[SOURCE DOCUMENT — start]

Recently a friend asked me if there are birds that eat garter snakes. A few, I told him. Red-tailed hawks are known for making off with snakes. It is always an odd sight to see a snake writhing like a strand of kelp in the sky. Crows and ravens eat garter snakes. They eat everything. And, I told him, I have seen a great blue heron wrestle with a garter snake. Beyond that, I said, few birds would be brave enough to try.
Then reader Mira Thompson of Bay Lake told me a story that blew my mind. On a quiet road she came upon a robin flapping on the ground. It gathered itself and took flight with a snake dangling from its beak. From 10 feet up it dropped the snake. It swooped down, paused to watch the snake, then fluttered around to peck at it. The snake reared into a defensive posture and the robin attacked. It pecked, grabbed the snake and dropped it again and again. The fight moved inch by inch across the road. Finally, the snake was weak enough that the robin took it in its beak and flew off.
Garter snakes do some impressive eating of their own. Gardeners love them for their appetite for slugs and snails. They’ll eat earthworms, insects, frogs and small fish. They also eat our local celebrity, the rough-skinned newt. This is a feat worth investigating. Rough-skinned newts are packed with tetradotoxin, the same neurotoxin that makes Japanese pufferfish so deadly. Studies have shown that every potential predator of rough-skinned newts, from herons to raccoons, will die within minutes of ingesting them. In fact, newts will climb unharmed from the mouths of dead fish 20 minutes after being swallowed.

[SOURCE DOCUMENT — finish]
[DATASET ENTRIES — start]

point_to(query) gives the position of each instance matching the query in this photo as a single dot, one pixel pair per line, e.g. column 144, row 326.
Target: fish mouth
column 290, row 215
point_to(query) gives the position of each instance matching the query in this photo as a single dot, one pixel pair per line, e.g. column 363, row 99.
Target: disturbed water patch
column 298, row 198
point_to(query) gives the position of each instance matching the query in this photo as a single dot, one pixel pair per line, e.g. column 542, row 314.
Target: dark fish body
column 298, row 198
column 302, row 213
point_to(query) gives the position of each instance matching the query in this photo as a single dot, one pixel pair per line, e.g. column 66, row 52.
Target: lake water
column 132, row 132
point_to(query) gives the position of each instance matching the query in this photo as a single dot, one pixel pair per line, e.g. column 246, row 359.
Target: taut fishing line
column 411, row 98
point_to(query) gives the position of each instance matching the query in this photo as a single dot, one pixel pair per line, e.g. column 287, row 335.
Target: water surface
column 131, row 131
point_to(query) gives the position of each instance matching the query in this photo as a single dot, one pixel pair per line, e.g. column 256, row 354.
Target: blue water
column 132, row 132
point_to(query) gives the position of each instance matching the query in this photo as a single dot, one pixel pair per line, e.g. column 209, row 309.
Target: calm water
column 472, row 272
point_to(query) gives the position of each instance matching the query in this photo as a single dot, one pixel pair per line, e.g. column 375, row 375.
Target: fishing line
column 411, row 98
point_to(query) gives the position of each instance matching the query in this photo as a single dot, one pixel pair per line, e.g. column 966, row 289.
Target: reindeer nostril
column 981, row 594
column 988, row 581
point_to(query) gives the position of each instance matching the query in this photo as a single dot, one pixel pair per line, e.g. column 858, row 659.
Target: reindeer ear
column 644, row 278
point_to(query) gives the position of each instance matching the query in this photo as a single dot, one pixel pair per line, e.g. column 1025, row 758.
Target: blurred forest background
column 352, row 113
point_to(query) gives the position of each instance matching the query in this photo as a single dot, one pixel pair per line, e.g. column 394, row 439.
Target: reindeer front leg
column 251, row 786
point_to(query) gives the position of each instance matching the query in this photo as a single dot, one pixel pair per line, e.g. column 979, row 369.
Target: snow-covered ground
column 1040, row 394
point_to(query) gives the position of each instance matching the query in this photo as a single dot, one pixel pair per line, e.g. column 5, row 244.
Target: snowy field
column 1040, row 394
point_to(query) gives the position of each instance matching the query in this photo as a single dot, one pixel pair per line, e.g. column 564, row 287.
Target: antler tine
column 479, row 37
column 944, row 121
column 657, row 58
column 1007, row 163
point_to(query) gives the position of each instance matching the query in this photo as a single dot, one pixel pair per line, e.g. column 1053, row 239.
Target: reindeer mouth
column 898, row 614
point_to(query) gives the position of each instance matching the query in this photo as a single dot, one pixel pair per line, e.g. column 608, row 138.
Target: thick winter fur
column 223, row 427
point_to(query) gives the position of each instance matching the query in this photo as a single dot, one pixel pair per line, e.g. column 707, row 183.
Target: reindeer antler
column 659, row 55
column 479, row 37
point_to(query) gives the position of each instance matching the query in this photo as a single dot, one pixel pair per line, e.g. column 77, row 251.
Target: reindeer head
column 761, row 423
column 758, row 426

[DATASET ENTRIES — finish]

## [QUESTIONS ON THE MATERIAL]
1 > Answer these questions using the garter snake column.
(a) Which bird does the writer say they have seen wrestling with a garter snake?
(b) From how high did the robin drop the snake?
(c) Which neurotoxin are rough-skinned newts packed with?
2 > List every kind of prey that the garter snake column says garter snakes eat.
3 > Continue the garter snake column after its last sentence.

## [RESPONSES]
1 >
(a) A great blue heron.
(b) From 10 feet up.
(c) Tetradotoxin.

2 >
- Slugs
- Snails
- Earthworms
- Insects
- Frogs
- Small fish
- The rough-skinned newt

3 >
The common garter snake, Thamnophis sirtalis, is the lone exception. Research on populations across the Pacific Northwest has suggested that as the snakes acquire more and more resistance to the newt’s toxins, the newts become more and more toxic — an evolutionary arms race. But how can the race proceed if the newt dies when a snake tries to eat it, even if the snake dies too? More recent studies have found an answer: snakes will partially swallow newts before deciding whether or not they are too toxic and either spitting them back out or digesting them. The snakes, in other words, test their own resistance against the toxicity of the individual newt.
The cost is high. Within minutes of catching a newt, even if the snake will successfully digest it, the snake cannot hold its head steady. It opens its mouth as wide as it can and rubs it on the ground. In extreme cases, it writhes and bites itself. Its decision to digest or not digest may not be a decision at all; the newt might simply escape if the snake is sufficiently incapacitated. But if the snake manages to keep the newt down, the few hours it spends as a drunken wreck are rewarded with a meal that might last it over a week. And newts are a common prey and easy to catch.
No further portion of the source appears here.